TEXT PASSAGE >>
-=-=-=-=-

Even excluding ultimate opinions regarding compliance with the Fire Code, Fry provided adequate opinion, including absence of adequate evacuation procedures, self-closing doors, compliance with the “Rule of Five” and inadequate emergency announcements, which rely on his expertise. Taken together, the evidence could together constitute despicable conduct sufficient to support a finding of punitive damages. Fry decl. ¶¶82-101, 103.

 

Defendants argue plaintiffs only allege conduct that fell below the standard of care, which is not the standard for imposition of punitive damages. Defendants argue all alleged violations were technical and did not cause injury. Defendants are correct that absent causation, there can be no ultimate liability and therefore no award of punitive damages. However, Fry opines “[d]efendants’ violation of the standard of care caused several floors of occupants to unnecessarily go into the smoke-filled stairwells. Defendants’ violations of the standard of care caused the stairwells to contain people unnecessarily, which hampered LAFD fire attack and rescue operations.” Fry decl. ¶100. This adequately alleges a causal link between defendants’ violations and plaintiffs’ injuries.

-=-=-=-=-

SOURCE MATERIAL >>
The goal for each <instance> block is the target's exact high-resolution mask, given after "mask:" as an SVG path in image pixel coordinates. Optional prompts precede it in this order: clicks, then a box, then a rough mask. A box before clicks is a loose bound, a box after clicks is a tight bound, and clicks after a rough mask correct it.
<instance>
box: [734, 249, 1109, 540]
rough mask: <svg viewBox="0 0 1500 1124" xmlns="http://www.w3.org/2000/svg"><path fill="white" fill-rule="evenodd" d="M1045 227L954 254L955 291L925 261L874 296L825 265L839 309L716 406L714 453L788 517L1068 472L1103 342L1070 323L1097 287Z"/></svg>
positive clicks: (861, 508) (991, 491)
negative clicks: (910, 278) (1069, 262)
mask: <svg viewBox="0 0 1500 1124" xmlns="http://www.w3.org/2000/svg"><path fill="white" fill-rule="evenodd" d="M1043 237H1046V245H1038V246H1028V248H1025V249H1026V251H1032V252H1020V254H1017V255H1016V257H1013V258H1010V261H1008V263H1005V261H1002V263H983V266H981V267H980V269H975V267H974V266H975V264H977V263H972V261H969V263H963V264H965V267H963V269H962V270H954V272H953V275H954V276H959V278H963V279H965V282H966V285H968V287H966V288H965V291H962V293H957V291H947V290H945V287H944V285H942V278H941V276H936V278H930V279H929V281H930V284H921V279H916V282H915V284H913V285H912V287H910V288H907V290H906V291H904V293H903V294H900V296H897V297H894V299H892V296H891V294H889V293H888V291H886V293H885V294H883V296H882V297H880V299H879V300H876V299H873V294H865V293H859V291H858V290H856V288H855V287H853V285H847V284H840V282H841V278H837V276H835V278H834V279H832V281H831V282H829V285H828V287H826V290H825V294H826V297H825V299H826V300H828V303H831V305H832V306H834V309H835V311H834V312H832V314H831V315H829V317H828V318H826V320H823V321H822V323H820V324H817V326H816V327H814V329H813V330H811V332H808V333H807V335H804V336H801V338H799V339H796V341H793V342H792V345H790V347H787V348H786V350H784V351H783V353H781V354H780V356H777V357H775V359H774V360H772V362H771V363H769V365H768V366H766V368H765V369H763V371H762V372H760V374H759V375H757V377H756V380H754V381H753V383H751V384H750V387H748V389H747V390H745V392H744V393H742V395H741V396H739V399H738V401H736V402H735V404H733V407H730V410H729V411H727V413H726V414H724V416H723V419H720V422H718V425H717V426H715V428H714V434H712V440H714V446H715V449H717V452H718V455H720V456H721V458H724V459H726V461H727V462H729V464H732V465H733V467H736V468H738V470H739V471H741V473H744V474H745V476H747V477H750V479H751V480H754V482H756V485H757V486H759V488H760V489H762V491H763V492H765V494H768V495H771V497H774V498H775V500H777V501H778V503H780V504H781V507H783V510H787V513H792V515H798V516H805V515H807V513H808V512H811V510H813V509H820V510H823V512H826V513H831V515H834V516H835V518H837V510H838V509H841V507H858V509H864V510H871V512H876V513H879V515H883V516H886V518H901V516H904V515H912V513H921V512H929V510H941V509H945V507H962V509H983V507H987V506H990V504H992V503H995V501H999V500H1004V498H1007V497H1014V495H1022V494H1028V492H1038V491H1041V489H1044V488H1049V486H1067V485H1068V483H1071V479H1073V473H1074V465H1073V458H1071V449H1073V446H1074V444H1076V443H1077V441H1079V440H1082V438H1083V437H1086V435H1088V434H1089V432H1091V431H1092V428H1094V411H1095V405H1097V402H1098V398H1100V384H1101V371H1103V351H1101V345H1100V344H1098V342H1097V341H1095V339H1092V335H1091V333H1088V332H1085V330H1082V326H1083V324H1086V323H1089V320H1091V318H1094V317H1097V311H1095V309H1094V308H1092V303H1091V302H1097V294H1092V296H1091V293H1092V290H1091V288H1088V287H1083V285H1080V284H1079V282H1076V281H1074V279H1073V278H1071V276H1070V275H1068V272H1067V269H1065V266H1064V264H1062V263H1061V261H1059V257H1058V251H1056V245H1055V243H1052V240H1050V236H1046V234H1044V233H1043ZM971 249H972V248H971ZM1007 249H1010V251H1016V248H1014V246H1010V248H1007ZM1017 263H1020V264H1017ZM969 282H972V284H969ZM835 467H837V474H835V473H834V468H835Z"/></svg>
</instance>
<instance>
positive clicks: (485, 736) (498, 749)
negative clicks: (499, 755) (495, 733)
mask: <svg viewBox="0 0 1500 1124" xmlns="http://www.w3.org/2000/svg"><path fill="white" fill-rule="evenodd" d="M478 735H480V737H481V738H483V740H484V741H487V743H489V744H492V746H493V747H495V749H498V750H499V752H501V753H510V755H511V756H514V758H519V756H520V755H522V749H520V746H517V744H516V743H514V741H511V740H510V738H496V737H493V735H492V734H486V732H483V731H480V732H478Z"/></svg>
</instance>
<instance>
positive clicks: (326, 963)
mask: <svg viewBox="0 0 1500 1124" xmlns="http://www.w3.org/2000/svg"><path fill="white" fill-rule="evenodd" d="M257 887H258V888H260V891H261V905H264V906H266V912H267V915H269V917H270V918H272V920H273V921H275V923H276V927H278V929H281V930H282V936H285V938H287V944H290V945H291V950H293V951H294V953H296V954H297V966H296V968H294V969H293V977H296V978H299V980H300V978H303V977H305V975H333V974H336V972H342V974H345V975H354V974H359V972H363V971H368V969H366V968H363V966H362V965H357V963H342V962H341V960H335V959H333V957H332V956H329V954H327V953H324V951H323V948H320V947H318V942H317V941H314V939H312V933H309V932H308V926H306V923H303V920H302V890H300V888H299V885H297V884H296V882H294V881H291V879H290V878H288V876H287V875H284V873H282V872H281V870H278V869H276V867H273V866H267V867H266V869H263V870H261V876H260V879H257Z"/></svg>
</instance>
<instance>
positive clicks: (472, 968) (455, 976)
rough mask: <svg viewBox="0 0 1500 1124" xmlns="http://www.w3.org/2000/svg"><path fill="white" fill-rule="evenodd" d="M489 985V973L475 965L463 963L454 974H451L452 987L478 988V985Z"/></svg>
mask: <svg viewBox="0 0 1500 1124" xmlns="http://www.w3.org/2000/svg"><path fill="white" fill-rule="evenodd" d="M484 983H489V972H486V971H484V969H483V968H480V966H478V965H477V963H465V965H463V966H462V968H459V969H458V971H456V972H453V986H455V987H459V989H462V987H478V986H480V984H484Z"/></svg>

-=-=-=-=-

EXERCISE >> Pick up the court's discussion of punitive damages in the building fire case after its last sentence and carry it forward.

RESPONSE BELOW >>
While each violation, on its own, might not be sufficient to sustain a claim for punitive damages, a reasonable juror, considering the violations in total, bolstered by Fry’s opinions, could conclude defendants’ conduct was despicable sufficient to form the basis for an award of punitive damages. The evidence is sufficient to create a triable issue of fact regarding the impact of these deficiencies on the delayed Fire Department response or other bases, upon which a punitive damages award might be based. DENIED.

 

DEI

 

Defendant DEI moves for summary adjudication of plaintiffs’ request for punitive damages. DEI describes itself as a “passive investor and indirect parent of Barrington.” Motion at pg. 3. DEI’s Separate Statement of Material Facts 9 (DSS 9). It argues it is a separate entity from Barrington and DEM, which exercised no control over fire safety policy at Barrington Plaza. Therefore, it argues, it cannot be vicariously liable for Barrington and DEM’s breaches and cannot be liable for punitive damages based on their wrongdoing.

 

A parent company can be liable for acts of its subsidiaries if the “nature and extent of the control exercised over the subsidiary by the parent is so pervasive and continual that the subsidiary may be considered nothing more than an agent or instrumentality of the parent.” Dorel Indus., Inc. v. Superior Court (2005) 134 Cal.App.4th 1267, 1276. Because punitive damages are unavailable absent actual damages, there must be a basis for vicarious liability to award punitive damages to a parent company for its subsidiary’s wrongdoing. E.g., Kizer v. County of San Mateo (1991) 53 Cal.3d 139.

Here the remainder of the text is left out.